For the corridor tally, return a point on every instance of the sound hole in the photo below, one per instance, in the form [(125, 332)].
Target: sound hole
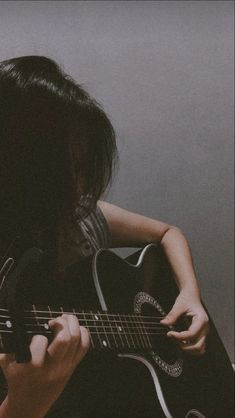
[(162, 345)]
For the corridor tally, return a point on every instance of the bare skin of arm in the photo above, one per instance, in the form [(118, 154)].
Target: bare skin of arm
[(34, 386), (129, 229)]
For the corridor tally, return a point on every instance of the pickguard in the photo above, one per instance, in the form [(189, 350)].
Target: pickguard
[(175, 369)]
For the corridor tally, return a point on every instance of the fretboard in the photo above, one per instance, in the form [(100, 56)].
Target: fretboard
[(121, 332)]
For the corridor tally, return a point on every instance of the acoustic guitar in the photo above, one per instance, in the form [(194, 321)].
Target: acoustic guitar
[(121, 303)]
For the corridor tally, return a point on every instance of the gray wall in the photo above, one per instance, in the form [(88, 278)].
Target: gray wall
[(164, 72)]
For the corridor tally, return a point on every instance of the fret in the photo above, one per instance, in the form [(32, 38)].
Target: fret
[(148, 338), (144, 333), (96, 319), (127, 332), (136, 333), (122, 331), (112, 331), (118, 332), (131, 331), (105, 341), (140, 331), (35, 314), (86, 325), (49, 311)]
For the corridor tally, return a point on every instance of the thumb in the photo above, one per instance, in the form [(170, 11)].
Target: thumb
[(173, 315)]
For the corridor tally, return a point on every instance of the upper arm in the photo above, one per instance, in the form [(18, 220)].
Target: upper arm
[(131, 229)]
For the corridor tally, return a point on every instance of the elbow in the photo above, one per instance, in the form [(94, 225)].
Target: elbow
[(171, 230)]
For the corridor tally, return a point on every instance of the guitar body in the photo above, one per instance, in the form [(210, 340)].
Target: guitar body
[(155, 380), (202, 385)]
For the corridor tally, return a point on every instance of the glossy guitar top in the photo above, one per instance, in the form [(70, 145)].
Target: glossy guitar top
[(134, 369)]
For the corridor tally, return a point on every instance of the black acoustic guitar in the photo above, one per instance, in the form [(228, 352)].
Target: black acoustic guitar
[(136, 371)]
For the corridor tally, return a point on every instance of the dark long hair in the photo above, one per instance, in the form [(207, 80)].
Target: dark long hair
[(56, 144)]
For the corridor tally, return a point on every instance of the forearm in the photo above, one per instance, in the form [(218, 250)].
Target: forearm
[(179, 255), (15, 409)]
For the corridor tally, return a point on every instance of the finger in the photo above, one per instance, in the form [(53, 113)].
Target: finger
[(38, 348), (62, 337), (173, 315), (84, 343), (197, 348), (74, 328), (5, 359), (193, 332)]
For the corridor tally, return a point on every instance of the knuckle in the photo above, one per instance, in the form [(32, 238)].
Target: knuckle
[(63, 338)]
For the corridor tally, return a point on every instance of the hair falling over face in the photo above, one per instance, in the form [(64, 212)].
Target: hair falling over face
[(56, 144)]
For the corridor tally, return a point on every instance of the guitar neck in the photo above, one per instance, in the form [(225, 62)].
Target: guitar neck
[(107, 330)]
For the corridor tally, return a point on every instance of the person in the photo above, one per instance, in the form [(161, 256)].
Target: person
[(58, 152)]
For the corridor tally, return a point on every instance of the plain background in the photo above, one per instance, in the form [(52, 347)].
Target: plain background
[(163, 71)]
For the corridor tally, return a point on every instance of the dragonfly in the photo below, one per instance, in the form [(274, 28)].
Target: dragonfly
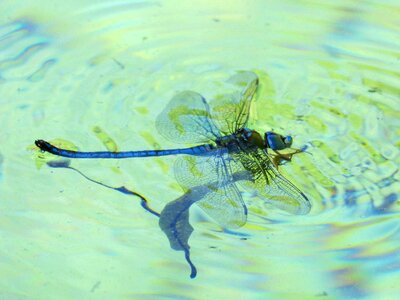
[(224, 148)]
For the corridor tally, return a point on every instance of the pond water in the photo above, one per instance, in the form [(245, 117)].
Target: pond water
[(95, 74)]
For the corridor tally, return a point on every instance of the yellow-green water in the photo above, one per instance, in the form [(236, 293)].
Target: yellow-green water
[(83, 71)]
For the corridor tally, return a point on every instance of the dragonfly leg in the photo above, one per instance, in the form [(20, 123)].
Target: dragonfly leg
[(278, 157)]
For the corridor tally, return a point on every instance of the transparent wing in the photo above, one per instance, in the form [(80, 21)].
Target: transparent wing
[(270, 185), (187, 119), (217, 172), (230, 112)]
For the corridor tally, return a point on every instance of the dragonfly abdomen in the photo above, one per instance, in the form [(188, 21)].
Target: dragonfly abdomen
[(197, 150)]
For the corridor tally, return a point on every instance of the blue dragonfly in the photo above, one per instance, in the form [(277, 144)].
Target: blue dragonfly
[(225, 147)]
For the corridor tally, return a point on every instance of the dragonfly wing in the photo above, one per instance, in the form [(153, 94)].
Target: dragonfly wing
[(271, 186), (187, 119), (230, 112), (218, 173)]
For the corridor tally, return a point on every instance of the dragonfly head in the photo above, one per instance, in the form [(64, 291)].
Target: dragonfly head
[(276, 141)]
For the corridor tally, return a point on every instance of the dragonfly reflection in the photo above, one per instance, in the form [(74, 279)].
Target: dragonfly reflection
[(227, 147)]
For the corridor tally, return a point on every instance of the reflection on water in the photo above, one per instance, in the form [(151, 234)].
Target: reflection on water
[(328, 76)]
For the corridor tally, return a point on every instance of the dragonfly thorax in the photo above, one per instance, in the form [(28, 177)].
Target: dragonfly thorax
[(242, 136)]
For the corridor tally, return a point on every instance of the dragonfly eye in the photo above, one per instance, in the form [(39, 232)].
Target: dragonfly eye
[(288, 140), (246, 133)]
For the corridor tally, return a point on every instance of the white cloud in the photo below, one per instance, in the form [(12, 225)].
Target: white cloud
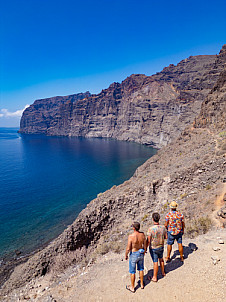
[(17, 113)]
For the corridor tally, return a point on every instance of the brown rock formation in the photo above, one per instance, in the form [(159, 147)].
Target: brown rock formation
[(191, 169), (150, 110)]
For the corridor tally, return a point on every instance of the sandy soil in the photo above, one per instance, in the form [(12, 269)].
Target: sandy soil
[(198, 279)]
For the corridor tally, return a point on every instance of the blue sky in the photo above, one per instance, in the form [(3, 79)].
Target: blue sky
[(56, 47)]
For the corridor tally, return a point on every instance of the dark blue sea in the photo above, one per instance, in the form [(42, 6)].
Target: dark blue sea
[(46, 181)]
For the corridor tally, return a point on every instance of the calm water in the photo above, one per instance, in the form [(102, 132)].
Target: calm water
[(46, 181)]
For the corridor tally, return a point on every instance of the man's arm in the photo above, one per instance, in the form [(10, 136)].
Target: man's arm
[(183, 226), (148, 241), (129, 247), (145, 244), (165, 234), (166, 224)]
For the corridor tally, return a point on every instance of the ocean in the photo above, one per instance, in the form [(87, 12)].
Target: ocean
[(46, 181)]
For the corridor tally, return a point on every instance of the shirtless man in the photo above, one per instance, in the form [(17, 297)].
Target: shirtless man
[(136, 247)]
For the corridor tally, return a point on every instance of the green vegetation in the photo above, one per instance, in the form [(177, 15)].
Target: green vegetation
[(222, 134), (198, 226), (145, 217), (208, 187)]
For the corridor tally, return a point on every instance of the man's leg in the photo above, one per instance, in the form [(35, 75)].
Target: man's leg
[(181, 251), (142, 279), (132, 276), (156, 267), (169, 249), (161, 262)]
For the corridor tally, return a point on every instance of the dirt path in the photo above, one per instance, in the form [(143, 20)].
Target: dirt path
[(198, 279)]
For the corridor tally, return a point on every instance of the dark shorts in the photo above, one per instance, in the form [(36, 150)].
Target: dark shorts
[(136, 259), (171, 238), (156, 253)]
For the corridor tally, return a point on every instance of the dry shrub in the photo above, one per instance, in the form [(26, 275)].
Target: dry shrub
[(198, 226), (102, 249), (112, 246), (62, 262)]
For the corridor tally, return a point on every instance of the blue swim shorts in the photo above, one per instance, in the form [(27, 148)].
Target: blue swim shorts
[(136, 259), (171, 238), (156, 253)]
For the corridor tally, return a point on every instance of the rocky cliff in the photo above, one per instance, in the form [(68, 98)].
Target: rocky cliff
[(191, 170), (146, 109)]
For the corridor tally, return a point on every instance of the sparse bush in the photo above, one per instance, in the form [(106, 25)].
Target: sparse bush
[(145, 217), (62, 261), (116, 247), (103, 249), (165, 206), (198, 226), (222, 134)]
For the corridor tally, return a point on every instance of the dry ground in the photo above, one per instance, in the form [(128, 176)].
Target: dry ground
[(198, 279)]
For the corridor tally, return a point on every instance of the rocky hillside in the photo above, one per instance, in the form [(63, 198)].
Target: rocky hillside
[(191, 170), (146, 109)]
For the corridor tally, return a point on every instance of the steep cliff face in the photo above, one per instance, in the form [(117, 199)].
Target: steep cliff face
[(191, 170), (38, 117), (150, 110)]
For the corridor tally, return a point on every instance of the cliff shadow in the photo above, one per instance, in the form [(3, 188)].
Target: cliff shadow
[(174, 264)]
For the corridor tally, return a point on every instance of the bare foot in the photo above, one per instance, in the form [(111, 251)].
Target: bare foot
[(129, 288), (152, 279)]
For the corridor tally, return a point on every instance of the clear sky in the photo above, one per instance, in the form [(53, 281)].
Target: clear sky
[(61, 47)]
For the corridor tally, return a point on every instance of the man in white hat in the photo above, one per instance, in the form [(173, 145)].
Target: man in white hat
[(174, 223)]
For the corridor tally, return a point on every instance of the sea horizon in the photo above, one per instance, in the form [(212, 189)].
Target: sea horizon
[(44, 183)]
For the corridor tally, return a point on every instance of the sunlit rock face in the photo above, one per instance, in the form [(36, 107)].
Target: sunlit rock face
[(151, 110)]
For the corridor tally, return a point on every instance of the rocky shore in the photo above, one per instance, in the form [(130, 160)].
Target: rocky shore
[(190, 169), (150, 110)]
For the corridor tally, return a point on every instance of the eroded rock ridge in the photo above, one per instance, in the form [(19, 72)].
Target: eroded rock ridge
[(150, 110)]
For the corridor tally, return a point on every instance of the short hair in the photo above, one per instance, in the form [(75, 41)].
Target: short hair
[(156, 217), (136, 225)]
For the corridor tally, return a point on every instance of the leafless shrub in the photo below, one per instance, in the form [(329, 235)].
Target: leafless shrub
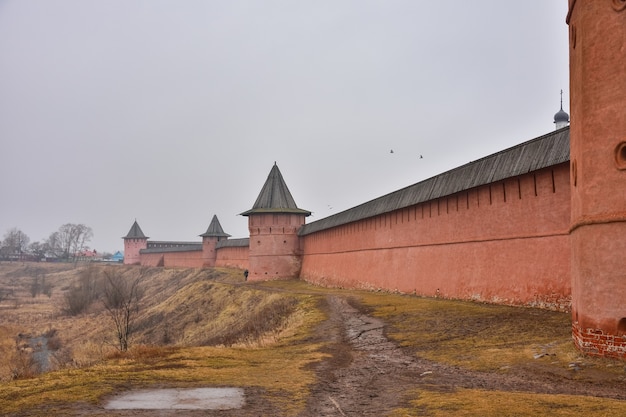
[(23, 363), (121, 298)]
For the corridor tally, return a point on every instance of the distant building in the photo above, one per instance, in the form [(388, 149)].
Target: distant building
[(539, 224)]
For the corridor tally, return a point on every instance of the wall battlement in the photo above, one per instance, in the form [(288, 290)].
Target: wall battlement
[(540, 224)]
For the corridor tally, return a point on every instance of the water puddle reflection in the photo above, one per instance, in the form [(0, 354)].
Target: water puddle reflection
[(179, 399)]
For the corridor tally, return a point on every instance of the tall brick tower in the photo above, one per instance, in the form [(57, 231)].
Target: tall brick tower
[(214, 234), (134, 241), (273, 222), (598, 174)]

##########

__The request__. Reproduce verbatim the span that opens with the line containing "form [(153, 94)]." and closes with the line containing "[(271, 186), (187, 119), (230, 112), (218, 173)]", including both of those lines.

__Correct response__.
For the corridor tally, return a point on every instance of the dragonfly wing in the photo above, one per instance, in the form [(153, 94)].
Target: dragonfly wing
[(271, 186), (187, 119), (230, 112), (218, 173)]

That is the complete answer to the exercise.